Count the lines in the listing that contain the string "green", treating uppercase and lowercase as different, and give only that number.

## START Given data

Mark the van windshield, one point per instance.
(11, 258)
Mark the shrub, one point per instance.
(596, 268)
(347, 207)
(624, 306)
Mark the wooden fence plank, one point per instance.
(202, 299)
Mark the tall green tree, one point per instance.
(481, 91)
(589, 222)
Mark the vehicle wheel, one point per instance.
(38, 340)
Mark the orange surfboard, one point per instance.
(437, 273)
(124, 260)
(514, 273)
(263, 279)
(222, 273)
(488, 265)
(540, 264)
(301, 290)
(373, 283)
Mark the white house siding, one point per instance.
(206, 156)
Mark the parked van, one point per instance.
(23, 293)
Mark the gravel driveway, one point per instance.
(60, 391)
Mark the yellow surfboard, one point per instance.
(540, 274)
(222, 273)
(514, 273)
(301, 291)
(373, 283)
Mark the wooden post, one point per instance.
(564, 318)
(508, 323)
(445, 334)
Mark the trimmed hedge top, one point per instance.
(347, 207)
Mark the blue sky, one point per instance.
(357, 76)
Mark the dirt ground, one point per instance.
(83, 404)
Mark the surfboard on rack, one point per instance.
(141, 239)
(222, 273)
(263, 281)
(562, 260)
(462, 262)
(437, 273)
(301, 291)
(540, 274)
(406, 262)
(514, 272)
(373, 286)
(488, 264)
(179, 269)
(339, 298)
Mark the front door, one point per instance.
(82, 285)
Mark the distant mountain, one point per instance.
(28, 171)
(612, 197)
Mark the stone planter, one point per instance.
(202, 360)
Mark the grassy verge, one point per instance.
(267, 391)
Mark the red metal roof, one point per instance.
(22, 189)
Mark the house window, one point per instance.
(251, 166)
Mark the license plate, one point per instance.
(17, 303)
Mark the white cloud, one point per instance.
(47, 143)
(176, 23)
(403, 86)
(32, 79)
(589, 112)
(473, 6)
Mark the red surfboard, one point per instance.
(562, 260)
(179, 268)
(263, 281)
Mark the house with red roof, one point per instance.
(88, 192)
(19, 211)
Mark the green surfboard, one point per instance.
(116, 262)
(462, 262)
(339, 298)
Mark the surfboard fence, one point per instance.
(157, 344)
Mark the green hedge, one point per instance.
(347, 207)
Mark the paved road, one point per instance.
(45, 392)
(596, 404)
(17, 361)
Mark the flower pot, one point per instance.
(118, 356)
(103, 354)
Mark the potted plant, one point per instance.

## END Given data
## START Given data

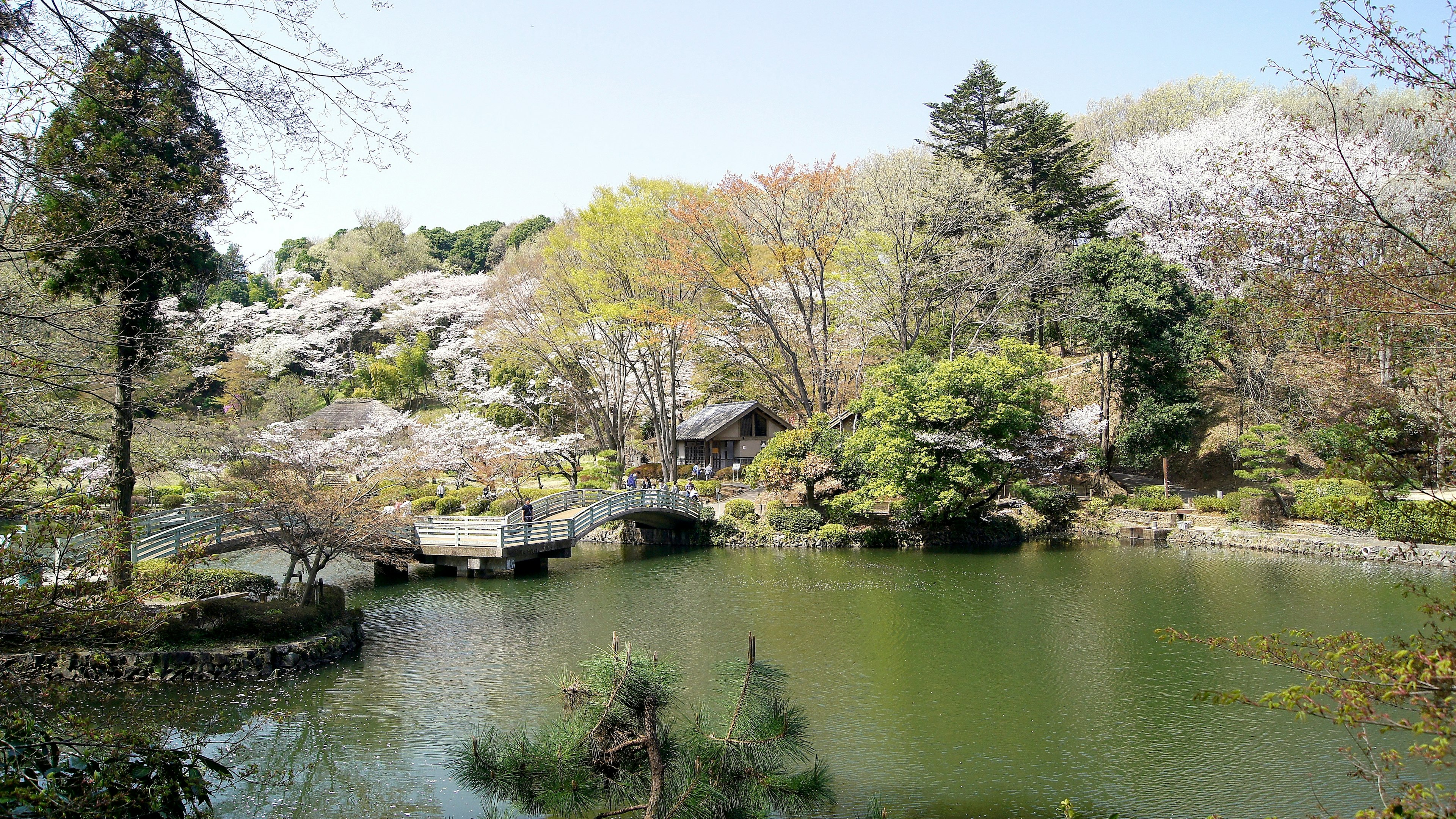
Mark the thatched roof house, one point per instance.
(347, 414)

## END Given data

_Solution to this task_
3